> **Extract provided**:
I went through a Richard Brautigan phase in my late teens and early twenties, right around the same time as my Kurt Vonnegut phase. Looking back it does make sense that I would burn through both of those collections at that age, getting inspired by their odd universes, direct language, and short attention span chapters. In Watermelon Sugar was the second Brautigan I finished, and I loved the author’s note at the end: he told us exactly where and when the writing of the novel started and ended. Never one to pass up a chance to borrow a good idea, I did the same thing for the series of “novels” I wrote over in my early twenties, my own attempts to copy Vonnegut, then Updike, then Roth. . .

The first one took almost three weeks! I remember that I was quite impressed by my endurance.

And, of course, I was oh so young and oh so wrong, to think I could finish, really finish, a novel in three weeks. It turns out—and I hope this sentence does not sound pretentious or condescending—it’s a weird and tricky thing, to finish a book. First and foremost because it’s not really finished, stick-a-fork-in-it-and-send-your-Mom-a-copy finished, until you sign off on the last proofs from the publisher (should you be lucky enough to find one). Until then, the document sits there on your laptop, taunting you, begging you to double-click and go in one last time. If you look hard enough, you are sure to find at least one clunky sentence or vague pronoun. Go ahead, pull on that little thread and see how many more hours you can wind up obsessing over verb choice. So when I tell myself I have “finished” this new project, I do so with the full understanding that it will not be completely done for quite a while. All I’m really saying is I need a few days away from it, and then I need to start trying to figure out what to do next: is it time to try and find this thing a home, or perhaps switch to learning the bagpipes?

> **What you will do**:
A) In the passage about finishing a novel, which Richard Brautigan book was the second one the writer finished?
B) For each statement, decide whether it agrees with the passage about finishing a novel. Answer yes or no and quote the words from the passage that decide it.
(i) The first of the writer's early "novels" took almost three weeks.
(ii) The writer's Kurt Vonnegut phase came years after the Brautigan phase.
(iii) A book is fully finished once the writer stops revising the file on the laptop.

Stored data entries:
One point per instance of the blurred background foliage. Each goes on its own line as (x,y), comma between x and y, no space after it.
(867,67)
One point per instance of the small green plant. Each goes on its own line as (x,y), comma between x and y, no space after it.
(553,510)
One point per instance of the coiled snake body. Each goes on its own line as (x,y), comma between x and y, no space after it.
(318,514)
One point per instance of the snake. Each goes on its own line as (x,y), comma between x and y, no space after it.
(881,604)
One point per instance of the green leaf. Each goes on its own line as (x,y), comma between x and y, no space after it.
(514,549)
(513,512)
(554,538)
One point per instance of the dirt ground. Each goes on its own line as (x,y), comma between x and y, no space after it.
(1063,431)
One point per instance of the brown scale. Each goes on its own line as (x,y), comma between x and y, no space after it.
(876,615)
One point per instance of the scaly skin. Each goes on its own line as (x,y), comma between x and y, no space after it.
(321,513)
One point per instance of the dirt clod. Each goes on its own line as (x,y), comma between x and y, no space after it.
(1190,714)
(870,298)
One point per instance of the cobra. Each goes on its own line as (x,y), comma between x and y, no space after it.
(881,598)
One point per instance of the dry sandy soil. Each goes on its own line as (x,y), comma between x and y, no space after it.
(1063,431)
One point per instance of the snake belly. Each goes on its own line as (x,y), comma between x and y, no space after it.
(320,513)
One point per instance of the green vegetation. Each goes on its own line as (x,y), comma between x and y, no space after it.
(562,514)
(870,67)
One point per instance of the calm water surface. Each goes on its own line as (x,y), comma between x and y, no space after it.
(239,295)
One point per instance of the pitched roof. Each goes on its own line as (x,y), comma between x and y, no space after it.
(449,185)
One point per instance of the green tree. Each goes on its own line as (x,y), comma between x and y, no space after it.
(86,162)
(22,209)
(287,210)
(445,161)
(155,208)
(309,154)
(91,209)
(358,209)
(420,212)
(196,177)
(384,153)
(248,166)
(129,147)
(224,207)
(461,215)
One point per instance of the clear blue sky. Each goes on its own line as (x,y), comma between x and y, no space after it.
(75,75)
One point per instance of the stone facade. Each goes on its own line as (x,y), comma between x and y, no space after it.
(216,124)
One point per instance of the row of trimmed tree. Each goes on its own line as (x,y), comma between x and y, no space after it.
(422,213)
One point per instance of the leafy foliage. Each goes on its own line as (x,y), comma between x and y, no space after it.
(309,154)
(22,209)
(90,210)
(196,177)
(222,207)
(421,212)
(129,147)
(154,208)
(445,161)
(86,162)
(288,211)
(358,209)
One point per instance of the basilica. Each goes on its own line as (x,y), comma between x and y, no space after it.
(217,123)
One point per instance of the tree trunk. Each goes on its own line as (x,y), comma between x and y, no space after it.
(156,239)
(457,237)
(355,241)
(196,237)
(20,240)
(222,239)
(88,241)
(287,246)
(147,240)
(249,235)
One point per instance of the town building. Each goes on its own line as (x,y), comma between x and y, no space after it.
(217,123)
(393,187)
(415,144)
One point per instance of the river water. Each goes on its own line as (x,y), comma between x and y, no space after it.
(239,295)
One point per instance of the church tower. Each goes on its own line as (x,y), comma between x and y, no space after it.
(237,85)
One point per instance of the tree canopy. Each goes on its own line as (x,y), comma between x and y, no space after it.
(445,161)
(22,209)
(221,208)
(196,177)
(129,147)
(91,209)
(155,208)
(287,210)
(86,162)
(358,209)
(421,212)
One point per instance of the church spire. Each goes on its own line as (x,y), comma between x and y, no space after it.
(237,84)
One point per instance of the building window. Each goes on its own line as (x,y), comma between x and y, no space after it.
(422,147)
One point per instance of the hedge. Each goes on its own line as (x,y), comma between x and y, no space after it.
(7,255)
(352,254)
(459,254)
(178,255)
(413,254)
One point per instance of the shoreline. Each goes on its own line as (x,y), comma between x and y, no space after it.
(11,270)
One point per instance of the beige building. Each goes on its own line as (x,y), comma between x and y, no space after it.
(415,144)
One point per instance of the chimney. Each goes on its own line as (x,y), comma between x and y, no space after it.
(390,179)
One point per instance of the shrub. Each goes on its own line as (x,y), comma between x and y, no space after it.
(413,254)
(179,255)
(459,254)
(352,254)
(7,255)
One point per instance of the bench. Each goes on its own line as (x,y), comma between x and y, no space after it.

> **Written answers**:
A) In Watermelon Sugar

B)
(i) Yes: "The first one took almost three weeks!"
(ii) No: "right around the same time as my Kurt Vonnegut phase"
(iii) No: "until you sign off on the last proofs from the publisher"